#### DO THIS:
Reproduce word for word the stretch of items from the line containing "Give one point for each instance of the raised" through the final line of the items, and nothing else.

#### MATERIALS PROVIDED:
• • • • •
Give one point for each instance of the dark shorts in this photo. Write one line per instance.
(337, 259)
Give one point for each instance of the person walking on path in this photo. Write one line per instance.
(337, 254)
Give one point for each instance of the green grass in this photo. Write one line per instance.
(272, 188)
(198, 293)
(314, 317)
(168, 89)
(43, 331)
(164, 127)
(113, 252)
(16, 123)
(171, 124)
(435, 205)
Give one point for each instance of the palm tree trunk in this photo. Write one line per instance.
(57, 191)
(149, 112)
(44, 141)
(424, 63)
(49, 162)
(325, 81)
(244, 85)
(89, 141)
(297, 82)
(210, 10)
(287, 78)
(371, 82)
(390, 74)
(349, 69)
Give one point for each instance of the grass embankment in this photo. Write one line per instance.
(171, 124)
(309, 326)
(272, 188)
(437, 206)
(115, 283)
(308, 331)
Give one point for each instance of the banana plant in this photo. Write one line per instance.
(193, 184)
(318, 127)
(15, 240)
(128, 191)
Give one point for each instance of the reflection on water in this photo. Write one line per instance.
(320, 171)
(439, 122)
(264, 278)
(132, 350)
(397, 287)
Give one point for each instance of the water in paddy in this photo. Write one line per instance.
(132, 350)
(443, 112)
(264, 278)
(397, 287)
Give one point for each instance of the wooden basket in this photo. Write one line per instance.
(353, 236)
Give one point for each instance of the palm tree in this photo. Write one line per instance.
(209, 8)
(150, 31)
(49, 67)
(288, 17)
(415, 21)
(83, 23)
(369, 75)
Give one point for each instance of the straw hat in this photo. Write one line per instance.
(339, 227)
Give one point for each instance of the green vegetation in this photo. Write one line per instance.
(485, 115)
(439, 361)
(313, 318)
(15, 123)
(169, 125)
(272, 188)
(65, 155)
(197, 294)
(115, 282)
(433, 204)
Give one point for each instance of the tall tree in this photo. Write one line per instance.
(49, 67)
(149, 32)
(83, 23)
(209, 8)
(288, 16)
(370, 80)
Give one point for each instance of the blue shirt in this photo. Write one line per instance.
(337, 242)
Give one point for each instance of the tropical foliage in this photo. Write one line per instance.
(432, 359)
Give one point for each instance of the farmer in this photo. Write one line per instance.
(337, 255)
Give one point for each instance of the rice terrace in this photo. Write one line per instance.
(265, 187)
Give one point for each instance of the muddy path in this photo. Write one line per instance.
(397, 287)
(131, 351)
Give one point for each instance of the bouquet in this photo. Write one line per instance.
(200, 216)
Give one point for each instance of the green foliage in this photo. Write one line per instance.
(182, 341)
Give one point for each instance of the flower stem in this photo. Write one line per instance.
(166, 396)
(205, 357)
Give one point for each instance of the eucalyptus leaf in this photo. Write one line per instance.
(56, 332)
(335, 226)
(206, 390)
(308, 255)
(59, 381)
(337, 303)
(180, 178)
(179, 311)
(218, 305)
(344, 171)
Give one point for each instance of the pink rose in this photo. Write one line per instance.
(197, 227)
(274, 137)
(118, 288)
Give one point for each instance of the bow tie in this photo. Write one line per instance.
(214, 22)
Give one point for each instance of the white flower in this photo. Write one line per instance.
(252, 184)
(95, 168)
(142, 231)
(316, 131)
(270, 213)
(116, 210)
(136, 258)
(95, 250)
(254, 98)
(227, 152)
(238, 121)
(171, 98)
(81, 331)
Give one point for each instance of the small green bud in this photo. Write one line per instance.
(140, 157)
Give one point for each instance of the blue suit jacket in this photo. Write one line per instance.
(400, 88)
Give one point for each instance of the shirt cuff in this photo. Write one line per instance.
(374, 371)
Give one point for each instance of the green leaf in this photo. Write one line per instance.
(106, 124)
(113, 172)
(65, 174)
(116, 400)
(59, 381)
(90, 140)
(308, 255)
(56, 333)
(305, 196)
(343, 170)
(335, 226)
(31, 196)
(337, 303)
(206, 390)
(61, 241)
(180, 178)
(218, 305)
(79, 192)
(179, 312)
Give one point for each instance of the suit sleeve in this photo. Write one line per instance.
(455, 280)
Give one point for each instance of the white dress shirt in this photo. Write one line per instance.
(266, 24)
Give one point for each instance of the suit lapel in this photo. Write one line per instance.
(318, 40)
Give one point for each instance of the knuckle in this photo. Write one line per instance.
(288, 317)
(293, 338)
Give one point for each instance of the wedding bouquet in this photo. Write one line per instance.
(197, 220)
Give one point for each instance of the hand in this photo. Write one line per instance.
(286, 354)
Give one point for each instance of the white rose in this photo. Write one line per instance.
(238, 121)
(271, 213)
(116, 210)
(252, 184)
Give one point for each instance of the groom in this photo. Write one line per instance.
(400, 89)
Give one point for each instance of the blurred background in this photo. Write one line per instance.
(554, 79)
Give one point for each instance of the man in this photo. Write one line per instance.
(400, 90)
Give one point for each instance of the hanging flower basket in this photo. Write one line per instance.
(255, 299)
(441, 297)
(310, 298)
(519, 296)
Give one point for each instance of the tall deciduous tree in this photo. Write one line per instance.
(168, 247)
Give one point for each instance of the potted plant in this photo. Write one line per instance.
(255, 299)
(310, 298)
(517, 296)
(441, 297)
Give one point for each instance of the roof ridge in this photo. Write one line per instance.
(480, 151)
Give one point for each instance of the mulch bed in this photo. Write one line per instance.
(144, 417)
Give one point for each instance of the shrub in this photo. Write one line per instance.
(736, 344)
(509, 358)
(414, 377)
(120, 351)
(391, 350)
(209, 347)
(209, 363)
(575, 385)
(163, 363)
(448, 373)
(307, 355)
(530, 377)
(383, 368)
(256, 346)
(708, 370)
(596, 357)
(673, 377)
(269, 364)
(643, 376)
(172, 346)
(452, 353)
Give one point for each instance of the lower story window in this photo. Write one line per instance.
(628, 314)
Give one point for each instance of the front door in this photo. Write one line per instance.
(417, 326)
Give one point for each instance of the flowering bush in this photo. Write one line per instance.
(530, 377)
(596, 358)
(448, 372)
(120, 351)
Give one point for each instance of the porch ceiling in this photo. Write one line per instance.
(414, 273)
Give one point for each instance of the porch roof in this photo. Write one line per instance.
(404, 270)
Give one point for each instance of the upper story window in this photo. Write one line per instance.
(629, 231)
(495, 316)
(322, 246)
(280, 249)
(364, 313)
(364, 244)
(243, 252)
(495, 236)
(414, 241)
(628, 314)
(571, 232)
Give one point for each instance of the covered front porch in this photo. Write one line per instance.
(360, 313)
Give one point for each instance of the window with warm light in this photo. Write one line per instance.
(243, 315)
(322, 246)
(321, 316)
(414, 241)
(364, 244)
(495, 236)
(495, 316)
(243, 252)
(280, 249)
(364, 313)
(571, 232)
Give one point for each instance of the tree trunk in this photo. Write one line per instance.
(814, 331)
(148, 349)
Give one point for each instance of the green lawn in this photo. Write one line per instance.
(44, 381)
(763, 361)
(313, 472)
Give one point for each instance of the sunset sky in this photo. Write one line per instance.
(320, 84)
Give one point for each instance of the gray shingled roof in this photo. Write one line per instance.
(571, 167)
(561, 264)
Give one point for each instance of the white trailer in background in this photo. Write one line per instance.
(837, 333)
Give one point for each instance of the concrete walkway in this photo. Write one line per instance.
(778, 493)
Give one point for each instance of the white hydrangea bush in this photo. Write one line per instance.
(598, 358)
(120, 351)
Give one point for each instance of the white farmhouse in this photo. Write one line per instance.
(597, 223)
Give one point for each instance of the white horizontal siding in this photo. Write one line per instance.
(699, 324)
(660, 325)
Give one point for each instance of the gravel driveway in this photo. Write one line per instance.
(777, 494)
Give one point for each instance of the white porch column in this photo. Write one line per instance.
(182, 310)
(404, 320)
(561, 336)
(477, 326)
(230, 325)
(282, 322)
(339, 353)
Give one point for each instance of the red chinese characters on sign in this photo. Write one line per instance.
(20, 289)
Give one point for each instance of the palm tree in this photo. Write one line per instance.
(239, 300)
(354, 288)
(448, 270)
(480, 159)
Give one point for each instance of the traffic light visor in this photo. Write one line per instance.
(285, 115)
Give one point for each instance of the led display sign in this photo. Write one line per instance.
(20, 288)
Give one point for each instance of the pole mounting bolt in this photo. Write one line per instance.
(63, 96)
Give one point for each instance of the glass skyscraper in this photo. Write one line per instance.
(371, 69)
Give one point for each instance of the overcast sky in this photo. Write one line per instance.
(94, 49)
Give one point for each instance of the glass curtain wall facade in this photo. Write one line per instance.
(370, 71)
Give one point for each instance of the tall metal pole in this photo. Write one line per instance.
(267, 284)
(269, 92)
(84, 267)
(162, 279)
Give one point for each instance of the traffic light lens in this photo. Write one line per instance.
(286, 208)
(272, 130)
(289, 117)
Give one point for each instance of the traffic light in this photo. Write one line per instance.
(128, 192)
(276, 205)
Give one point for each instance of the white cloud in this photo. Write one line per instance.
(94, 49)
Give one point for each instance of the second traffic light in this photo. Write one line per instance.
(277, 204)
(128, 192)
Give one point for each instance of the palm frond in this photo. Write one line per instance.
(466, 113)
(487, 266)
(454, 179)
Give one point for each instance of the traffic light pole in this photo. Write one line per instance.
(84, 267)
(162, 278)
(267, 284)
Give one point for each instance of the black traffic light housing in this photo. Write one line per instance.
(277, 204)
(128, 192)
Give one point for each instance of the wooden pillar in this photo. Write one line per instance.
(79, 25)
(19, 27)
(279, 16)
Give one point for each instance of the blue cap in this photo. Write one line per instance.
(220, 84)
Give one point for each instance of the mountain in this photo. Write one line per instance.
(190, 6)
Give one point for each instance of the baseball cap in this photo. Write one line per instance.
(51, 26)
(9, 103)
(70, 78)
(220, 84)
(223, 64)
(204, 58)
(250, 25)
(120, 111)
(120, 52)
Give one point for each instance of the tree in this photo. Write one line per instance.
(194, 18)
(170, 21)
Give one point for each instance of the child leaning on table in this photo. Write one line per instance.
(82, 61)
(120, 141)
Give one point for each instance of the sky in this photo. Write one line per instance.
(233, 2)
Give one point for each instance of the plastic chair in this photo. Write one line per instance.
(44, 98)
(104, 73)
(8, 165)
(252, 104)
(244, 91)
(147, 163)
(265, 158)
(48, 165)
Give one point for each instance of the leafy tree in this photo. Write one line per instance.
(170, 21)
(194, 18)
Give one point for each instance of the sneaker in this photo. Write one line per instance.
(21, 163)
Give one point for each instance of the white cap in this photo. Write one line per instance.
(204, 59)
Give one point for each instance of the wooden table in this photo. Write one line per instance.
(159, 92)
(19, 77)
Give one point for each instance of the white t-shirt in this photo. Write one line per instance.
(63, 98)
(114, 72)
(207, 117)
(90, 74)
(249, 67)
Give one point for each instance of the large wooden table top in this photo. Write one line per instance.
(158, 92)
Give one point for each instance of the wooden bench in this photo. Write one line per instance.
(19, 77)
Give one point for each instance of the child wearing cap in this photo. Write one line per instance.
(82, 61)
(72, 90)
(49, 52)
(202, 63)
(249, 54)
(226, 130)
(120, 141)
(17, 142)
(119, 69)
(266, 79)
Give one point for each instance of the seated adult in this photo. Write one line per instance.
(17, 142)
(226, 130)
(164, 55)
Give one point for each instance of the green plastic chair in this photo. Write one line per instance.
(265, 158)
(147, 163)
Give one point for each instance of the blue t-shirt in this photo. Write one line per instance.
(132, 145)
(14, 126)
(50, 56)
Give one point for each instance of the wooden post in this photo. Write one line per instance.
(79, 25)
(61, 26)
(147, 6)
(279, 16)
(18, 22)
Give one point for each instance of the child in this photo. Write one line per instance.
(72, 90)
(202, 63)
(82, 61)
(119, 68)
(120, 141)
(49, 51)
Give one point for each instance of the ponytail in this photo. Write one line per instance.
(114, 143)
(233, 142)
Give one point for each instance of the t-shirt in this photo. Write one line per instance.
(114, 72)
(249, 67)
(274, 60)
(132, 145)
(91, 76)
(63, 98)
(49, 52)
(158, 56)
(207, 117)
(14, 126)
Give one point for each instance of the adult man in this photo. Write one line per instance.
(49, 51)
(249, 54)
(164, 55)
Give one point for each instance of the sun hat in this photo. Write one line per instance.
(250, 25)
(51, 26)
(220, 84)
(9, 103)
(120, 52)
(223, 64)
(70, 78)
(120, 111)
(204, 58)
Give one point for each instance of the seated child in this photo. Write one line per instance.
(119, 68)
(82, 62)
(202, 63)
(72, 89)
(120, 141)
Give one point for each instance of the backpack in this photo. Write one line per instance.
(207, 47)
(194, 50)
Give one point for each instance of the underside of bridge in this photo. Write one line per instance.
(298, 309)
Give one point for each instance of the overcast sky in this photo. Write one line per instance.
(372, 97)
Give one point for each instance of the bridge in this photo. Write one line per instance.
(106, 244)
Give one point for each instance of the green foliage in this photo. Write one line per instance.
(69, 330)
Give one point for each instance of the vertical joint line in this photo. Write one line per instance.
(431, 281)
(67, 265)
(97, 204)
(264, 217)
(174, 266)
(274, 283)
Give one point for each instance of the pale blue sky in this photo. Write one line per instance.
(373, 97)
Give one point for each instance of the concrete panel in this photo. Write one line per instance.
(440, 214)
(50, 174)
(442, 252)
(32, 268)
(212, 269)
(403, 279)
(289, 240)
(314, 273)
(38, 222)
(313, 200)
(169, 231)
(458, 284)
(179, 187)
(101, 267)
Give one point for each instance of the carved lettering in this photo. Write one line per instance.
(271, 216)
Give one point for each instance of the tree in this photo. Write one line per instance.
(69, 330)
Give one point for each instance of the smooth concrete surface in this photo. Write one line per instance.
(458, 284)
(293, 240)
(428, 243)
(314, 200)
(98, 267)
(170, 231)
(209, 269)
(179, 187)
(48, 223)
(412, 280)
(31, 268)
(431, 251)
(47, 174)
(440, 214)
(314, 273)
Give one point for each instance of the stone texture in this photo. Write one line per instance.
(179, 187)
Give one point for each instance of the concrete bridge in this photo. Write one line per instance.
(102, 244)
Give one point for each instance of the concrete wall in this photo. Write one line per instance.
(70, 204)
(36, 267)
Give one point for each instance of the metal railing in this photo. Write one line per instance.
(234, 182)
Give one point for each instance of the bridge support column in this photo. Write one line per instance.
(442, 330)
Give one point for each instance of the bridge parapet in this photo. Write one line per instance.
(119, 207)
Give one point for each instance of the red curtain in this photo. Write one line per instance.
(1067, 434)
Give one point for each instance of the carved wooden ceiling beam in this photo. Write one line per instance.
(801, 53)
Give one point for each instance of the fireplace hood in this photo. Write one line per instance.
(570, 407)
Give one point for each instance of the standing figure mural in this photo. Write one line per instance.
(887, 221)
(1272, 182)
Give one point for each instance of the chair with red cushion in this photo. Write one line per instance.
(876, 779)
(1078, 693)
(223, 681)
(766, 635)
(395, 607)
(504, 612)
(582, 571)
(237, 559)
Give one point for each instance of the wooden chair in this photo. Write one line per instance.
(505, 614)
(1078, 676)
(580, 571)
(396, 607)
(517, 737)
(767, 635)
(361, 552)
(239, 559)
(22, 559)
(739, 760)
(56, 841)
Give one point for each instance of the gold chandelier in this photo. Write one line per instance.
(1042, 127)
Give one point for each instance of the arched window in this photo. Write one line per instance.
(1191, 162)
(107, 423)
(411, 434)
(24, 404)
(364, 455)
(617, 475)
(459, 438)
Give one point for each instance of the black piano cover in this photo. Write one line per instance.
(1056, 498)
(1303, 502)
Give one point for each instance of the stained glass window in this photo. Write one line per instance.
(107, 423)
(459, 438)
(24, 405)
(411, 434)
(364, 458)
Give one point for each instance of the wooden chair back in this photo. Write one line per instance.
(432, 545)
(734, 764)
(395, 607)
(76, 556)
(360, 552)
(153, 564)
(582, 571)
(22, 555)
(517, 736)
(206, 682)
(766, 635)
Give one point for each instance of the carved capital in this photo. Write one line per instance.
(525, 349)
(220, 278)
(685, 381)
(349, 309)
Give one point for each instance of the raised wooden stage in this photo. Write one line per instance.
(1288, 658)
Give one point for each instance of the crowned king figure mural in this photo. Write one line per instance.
• • • • •
#### RESULT OF THIS EXERCISE:
Give one point for each instance of the raised wooden stage in this photo. Write one line per instance.
(1288, 658)
Give one point for each instance of the crowned king figure mural in this photo. Write one line per instance.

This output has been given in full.